-- TASK OBJECTIVE --
Copy every line of the material below without changing anything.

[Location identification items]
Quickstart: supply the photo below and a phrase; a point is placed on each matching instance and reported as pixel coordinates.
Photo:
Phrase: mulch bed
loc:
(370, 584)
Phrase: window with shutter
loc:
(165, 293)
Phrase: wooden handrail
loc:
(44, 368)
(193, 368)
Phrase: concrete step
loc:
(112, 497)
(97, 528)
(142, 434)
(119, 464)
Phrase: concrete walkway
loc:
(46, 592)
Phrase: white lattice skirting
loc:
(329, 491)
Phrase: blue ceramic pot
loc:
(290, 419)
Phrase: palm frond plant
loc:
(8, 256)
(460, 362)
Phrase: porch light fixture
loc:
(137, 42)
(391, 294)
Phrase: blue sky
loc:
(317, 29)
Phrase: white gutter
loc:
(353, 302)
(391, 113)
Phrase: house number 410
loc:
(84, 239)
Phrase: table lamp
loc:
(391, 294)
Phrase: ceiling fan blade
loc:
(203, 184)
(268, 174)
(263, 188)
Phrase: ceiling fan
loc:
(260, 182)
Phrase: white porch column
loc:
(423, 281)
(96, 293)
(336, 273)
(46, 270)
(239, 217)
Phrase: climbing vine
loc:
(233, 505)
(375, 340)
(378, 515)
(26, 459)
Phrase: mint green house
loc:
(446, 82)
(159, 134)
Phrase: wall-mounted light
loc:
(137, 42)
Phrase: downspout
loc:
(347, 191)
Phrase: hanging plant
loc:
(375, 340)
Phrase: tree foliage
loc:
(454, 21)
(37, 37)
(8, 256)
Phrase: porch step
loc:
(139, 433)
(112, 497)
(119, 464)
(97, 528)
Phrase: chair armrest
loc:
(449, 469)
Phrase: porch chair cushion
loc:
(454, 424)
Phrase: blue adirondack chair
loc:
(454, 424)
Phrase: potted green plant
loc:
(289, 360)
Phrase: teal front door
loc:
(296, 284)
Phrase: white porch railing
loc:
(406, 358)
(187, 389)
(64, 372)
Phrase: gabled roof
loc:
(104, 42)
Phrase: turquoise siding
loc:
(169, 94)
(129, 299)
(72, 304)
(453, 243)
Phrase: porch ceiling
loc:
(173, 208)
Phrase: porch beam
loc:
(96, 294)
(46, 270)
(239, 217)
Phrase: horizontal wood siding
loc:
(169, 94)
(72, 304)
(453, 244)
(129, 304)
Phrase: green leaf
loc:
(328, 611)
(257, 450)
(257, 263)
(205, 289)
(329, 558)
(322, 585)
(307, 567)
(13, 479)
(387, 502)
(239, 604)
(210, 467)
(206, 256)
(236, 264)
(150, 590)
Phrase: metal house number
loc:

-- RESPONSE --
Quickstart: supply the photo below and a phrase; a point is placed on each matching instance and reported as pixel coordinates.
Photo:
Phrase: mulch bed
loc:
(370, 584)
Phrase: window with shutter
loc:
(165, 293)
Phrase: wooden handrail
loc:
(44, 368)
(193, 368)
Phrase: concrete step
loc:
(112, 497)
(97, 528)
(142, 434)
(119, 464)
Phrase: concrete walkway
loc:
(46, 592)
Phrase: white lattice skirting
loc:
(329, 491)
Phrase: blue ceramic pot
loc:
(290, 419)
Phrase: palm frond plant
loc:
(8, 256)
(460, 362)
Phrase: porch light fixture
loc:
(137, 42)
(391, 294)
Phrase: blue sky
loc:
(317, 29)
Phrase: white gutter
loc:
(353, 302)
(391, 113)
Phrase: house number 410
loc:
(84, 239)
Phrase: table lamp
loc:
(391, 294)
Phrase: ceiling fan blade
loc:
(203, 184)
(268, 174)
(263, 188)
Phrase: ceiling fan
loc:
(260, 182)
Phrase: white porch column
loc:
(423, 281)
(96, 293)
(336, 273)
(46, 270)
(239, 217)
Phrase: climbing vine
loc:
(233, 505)
(375, 340)
(378, 515)
(26, 459)
Phrase: mint green house
loc:
(446, 82)
(159, 134)
Phrase: wall-mounted light
loc:
(137, 42)
Phrase: downspout
loc:
(347, 191)
Phrase: hanging plant
loc:
(375, 340)
Phrase: tree foliage
loc:
(454, 21)
(37, 37)
(8, 256)
Phrase: porch step
loc:
(139, 433)
(112, 497)
(119, 464)
(97, 528)
Phrase: chair armrest
loc:
(449, 469)
Phrase: porch chair cushion
loc:
(454, 424)
Phrase: blue adirondack chair
loc:
(454, 424)
Phrase: potted green plant
loc:
(289, 360)
Phrase: teal front door
loc:
(296, 284)
Phrase: white porch railing
loc:
(406, 358)
(187, 389)
(64, 372)
Phrase: gabled roof
loc:
(104, 42)
Phrase: turquoise siding
loc:
(169, 94)
(129, 299)
(72, 304)
(453, 243)
Phrase: porch ceiling
loc:
(173, 208)
Phrase: porch beam
loc:
(96, 294)
(46, 270)
(239, 217)
Phrase: horizontal wood siding
loc:
(169, 94)
(72, 304)
(453, 244)
(129, 304)
Phrase: green leaf
loc:
(328, 611)
(257, 450)
(257, 263)
(205, 289)
(329, 558)
(322, 585)
(307, 567)
(13, 479)
(387, 502)
(239, 604)
(210, 467)
(206, 256)
(236, 264)
(150, 590)
Phrase: metal house number
loc:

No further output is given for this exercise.